— Aim of the task —
In the forum thread below on comparing logit, probit, and cloglog models, what does the single posted answer say the comparison of the two likelihoods amounts to?

— Text block —
6

I would like to know whether I can use AIC, or if the models have the same number of predictors, the log-likelihood, to compare logit vs probit vs cloglog models (fitted for instance with glmer or glmmTMB in R). The question could also be formulated: do the various link functions of these models scale the likelihood similarly (irrespectively of the software-dependent constant included in the likelihood)?

I feel that this question has been asked under various forms but not always answered directly (for instance here: Can I use AIC value for comparing logit and probit model where for each model the number of covariates are equal?) and I can find contrasted answers (for instance here someone suggests you can't: https://www.researchgate.net/post/AIC_of_glmer). So I am allowing myself to post this question here. Answers would certainly be helpful to me and hopefully others in the future. Thanks.

Jehol
  • 462
  • 3
  • 12
  • 3
    (+1) Generalized linear models that differ merely in the link function employed don't have incommensurable likelihoods (see [Likelihood comparable across different distributions](https://stats.stackexchange.com/q/345069/17230)). But your parenthetic "fitted for instance with glmer or glmmTMB" deserves more emphasis (& translation from software-specific jargon): you're talking about mixed models & may not be comparing maximized likelihoods anyway. – Scortchi - Reinstate Monica Jan 09 '19 at 15:21
  • 2
    Not too long ago, someone on this website made the point that the choice of link function should be made primarily based on whether we care about explanation or prediction. If we care about being able to interpret model coefficients, then using a logit link, for example, would be preferred. If we care about prediction, then we could consider links like cloglog. Joseph Hilbe may cover this point in one of his books. – Isabella Ghement Jan 09 '19 at 16:20
  • 2
    A poor choice of link function may result in over-dispersion (see https://www.mun.ca/biology/dschneider/b7932/B7932Final10Dec2008.pdf), so you may counter that poor choice by allowing for over-dispersion in your modelling. – Isabella Ghement Jan 09 '19 at 16:27
  • @Scortchi thanks for what for me is an answer, but being a comment I can't vote for it as such. Yes indeed, I am fitting mixed models but in a maximum likelihood framework. – Jehol Jan 10 '19 at 09:03
  • 1
    @Isabella true, there are many discussions about this on cross validated and elsewhere. Here I am only focusing on the mathematical/statistical validity of the comparison. the issue of the link between link function choice and overdispersion is less discussed though. Thanks for bringing it in. – Jehol Jan 10 '19 at 09:04
  • That's the point though - you could spend so much time trying to optimize a link choice only to discover the optimal link renders a model that is difficult to interpret (assuming you are in an explanatory context). So you will perhaps need to qualify your pursuit and mention that it makes more sense in a predictive context. – Isabella Ghement Jan 10 '19 at 15:36
  • @Scortchi if you were to calculate the log-likelihood for a series of models (say ones fitted by `lme4::glmer` or `glmmTMB::glmmTMB`) but were modeled with different distributions (i.e. binomial and beta-binomial) would you be able to use log-likelihood to compare the models? I feel like this doesn't make sense but a much more seasoned colleague of mine is doing this.... – André.B Apr 29 '19 at 00:33
  • 1
    @André.B: If they're fitting their models by maximum-likelihood, then I can't see a problem with comparing likelihoods/AIC (standard terms & conditions apply). If they're fitting their models by REML (or whatever the equivalent of REML is for GLMMs), then I don't know - you could ask a q. here giving more detail & see what the mixed-model experts have to say. – Scortchi - Reinstate Monica Apr 29 '19 at 08:44

1 Answers1

1

I would say yes, I can't see any reason why they wouldn't. We're talking about evaluating the log-likelihood for the same conditional probability distribution, with the same probability density (i.e. we don't have to account for changes in the scale due to transformation). So we're comparing the likelihoods for

$$ y_i \sim \textrm{Distrib}(g_1^{-1}((\mathbf X \boldsymbol \beta)_i), \phi) $$

with

$$ y_i \sim \textrm{Distrib}(g_2^{-1}((\mathbf X \boldsymbol \beta)_i), \phi) $$

where $\textrm{Distrib}$ is the response distribution, $g_1$ and $g_2$ are the alternative link functions (the rest is as usual for GLMs: $\mathbf X$=model matrix, $\boldsymbol \beta$=coefficient vector, $\phi$=scale parameter). This is just comparing two different nonlinear specifications for the location of the distribution. As long as you're OK with using AIC to compare non-nested functions (which almost everyone is), this should be fine.

— Excerpted records —
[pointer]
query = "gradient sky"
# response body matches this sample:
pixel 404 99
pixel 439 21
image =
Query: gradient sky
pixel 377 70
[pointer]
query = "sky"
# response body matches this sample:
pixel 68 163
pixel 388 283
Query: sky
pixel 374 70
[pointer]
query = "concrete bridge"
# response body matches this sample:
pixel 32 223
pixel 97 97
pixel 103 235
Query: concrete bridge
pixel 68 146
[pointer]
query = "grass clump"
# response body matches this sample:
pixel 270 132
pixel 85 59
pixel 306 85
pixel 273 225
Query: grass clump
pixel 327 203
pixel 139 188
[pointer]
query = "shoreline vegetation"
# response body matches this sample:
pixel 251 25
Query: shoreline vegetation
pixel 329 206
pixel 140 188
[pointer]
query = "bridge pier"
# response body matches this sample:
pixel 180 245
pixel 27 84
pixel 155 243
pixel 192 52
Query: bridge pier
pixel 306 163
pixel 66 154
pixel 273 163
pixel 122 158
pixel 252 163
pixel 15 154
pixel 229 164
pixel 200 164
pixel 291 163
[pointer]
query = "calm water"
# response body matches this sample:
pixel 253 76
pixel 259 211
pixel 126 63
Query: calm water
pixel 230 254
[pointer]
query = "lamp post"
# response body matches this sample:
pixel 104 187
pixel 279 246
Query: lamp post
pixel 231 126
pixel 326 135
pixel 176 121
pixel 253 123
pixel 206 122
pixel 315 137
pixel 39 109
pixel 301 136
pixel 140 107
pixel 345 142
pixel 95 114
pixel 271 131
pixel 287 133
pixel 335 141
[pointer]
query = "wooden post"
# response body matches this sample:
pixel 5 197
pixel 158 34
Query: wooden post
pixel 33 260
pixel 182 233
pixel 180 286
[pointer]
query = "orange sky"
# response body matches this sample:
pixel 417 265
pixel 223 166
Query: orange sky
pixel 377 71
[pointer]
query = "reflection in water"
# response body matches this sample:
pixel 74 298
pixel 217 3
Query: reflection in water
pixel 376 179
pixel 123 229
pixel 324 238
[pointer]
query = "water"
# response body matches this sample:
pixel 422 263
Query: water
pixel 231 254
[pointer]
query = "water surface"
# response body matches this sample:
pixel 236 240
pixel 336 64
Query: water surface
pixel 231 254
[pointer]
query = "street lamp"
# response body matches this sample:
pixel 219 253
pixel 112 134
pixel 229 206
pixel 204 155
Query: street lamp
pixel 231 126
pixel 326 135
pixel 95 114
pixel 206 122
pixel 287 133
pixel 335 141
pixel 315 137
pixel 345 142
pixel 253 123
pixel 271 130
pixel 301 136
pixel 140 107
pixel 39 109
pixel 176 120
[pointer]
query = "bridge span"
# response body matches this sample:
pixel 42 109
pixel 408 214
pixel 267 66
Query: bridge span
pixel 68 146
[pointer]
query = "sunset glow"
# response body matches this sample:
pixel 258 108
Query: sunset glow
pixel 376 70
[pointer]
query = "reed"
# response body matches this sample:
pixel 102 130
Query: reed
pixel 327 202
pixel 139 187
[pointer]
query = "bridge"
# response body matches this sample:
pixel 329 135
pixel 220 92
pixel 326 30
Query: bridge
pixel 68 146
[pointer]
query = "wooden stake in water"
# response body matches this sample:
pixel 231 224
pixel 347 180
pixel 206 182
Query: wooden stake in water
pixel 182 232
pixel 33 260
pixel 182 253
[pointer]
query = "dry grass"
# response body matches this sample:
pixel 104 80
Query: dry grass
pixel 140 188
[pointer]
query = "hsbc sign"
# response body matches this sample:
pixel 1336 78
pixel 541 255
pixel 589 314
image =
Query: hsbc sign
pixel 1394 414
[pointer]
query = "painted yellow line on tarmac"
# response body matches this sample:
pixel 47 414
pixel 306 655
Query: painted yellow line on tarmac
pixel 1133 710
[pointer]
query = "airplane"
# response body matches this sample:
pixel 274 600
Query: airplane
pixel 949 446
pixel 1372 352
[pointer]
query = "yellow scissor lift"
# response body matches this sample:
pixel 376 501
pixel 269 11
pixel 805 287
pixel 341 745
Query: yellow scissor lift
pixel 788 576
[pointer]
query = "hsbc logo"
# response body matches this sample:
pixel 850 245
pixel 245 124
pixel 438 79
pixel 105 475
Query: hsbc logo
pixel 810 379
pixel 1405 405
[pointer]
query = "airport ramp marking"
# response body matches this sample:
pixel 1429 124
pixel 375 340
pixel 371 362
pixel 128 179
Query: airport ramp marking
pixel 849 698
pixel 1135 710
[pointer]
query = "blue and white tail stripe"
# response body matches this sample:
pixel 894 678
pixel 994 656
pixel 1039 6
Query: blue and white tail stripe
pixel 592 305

— Exercise result —
Comparing two different nonlinear specifications for the location of the distribution.